Required action: Reproduce all entries verbatim, with nothing added or dropped.

□ □ □ □ □ □ □

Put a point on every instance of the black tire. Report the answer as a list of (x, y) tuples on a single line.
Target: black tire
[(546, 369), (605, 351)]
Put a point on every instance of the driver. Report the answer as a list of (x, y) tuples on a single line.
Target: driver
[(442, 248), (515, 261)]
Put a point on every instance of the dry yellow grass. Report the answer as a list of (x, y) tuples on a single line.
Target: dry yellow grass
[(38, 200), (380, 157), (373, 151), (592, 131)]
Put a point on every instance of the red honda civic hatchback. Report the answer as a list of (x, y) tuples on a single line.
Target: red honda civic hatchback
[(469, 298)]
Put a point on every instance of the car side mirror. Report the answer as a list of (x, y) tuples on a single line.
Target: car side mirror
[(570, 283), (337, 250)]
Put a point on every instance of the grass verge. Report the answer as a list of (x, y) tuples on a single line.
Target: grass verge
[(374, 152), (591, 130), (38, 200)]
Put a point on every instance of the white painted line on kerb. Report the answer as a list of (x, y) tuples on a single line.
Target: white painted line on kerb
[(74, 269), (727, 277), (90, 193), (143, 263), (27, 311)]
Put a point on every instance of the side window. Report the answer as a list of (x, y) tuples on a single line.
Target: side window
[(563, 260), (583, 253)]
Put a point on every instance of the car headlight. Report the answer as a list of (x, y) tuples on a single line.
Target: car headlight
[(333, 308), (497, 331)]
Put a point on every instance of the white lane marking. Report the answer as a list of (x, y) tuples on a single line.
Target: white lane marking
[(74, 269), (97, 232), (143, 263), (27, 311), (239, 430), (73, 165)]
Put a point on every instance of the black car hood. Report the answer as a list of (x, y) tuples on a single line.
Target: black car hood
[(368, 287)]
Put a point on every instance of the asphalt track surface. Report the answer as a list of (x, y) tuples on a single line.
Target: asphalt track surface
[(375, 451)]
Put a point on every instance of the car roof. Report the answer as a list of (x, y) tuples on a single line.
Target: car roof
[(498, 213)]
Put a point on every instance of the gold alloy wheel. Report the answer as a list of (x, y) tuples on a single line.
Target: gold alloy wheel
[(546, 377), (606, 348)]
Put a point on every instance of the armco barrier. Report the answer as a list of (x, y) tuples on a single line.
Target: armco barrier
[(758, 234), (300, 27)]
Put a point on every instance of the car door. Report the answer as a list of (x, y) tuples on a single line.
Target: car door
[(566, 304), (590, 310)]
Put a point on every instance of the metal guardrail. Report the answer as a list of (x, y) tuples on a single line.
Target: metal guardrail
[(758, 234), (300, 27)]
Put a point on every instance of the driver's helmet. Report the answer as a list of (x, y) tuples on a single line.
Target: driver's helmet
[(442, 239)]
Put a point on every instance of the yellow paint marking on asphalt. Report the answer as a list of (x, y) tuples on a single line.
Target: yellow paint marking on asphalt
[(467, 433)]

□ □ □ □ □ □ □

Written reply:
Put a point on every instance of the black tire. Report the answer as a list of (x, y) tuples on a single line.
Target: black tire
[(546, 369), (605, 351)]
Put a point on every instance of the driver. Report the answer as a list of (x, y) tuples on a single line.
Target: driver
[(442, 248), (515, 261)]
Put a point on every instance of the dry yellow grass. Report the answer as a list of (x, y) tuples on a single line.
Target: dry yellow grass
[(38, 200), (380, 157), (373, 151), (592, 131)]
Put a point on every instance of the red honda civic hatchback. Report the answer as a list of (x, y) tuples on a single line.
Target: red honda civic hatchback
[(469, 298)]
Put a point on every instance of the car side mirror. Report the answer as a list of (x, y) tuples on a single line.
Target: car side mirror
[(570, 283), (337, 250)]
Put a point on every instance of the grass verge. Report the answer as a list of (x, y) tuples on a single line.
Target: grass verge
[(374, 152), (591, 130), (38, 200)]
Put a point on every instance of the white painted line on kerb. Report the answer as a list of (x, y) tuples on a single line.
Target: white painted line on kerb
[(74, 269), (727, 277), (90, 193), (143, 263), (27, 311)]
Put a point on every instance of the side window. Report the answer as a list of (x, y) tuples on a single line.
Target: side window
[(563, 260), (583, 253)]
Put a point on every instance of the car headlight. Report the answer as a list of (x, y) tuples on a single line.
Target: car headlight
[(333, 308), (497, 331)]
Put a point on every instance of the white lane marking. Report the answer as a list of (x, y) tuples on a single line.
Target: white lane marking
[(74, 269), (97, 232), (143, 263), (27, 311), (239, 430), (73, 165)]
Put a point on every instance of the black car hood. Report the answer as a list of (x, y) tuples on a single line.
Target: black car hood
[(368, 287)]
Put a point on every instance of the asphalt track surface. Report the answer as a list of (x, y) tuples on a single line.
Target: asphalt track surface
[(375, 451)]
Put a point on every instance of the car roof. Report the answer as a list of (x, y) tuples on a single line.
Target: car roof
[(498, 213)]
Put a point on every instance of the gold alloy wheel. Report the answer as a list of (x, y) tuples on a single line.
Target: gold alloy wheel
[(546, 377), (606, 348)]
Put a point on every instance of the armco barrier. Report the answer as a list of (x, y) tuples on a single line.
Target: armco barrier
[(758, 234), (300, 27)]
Put a point on every instance of the car door. Report the answer as a list of (x, y) tuples on a single line.
Target: car door
[(566, 304), (590, 310)]
Put a point on every instance of the metal guardrail. Report the answer as a list of (x, y) tuples on a single line.
Target: metal guardrail
[(758, 234), (300, 27)]
Put a point on every instance of the driver's helmet. Report the answer as a list of (x, y) tuples on a single line.
Target: driver's helmet
[(442, 239)]
Put a point on every instance of the yellow paint marking on asphalt. Report the answer as a list of (x, y) tuples on a single line.
Target: yellow paint marking on asphalt
[(467, 433)]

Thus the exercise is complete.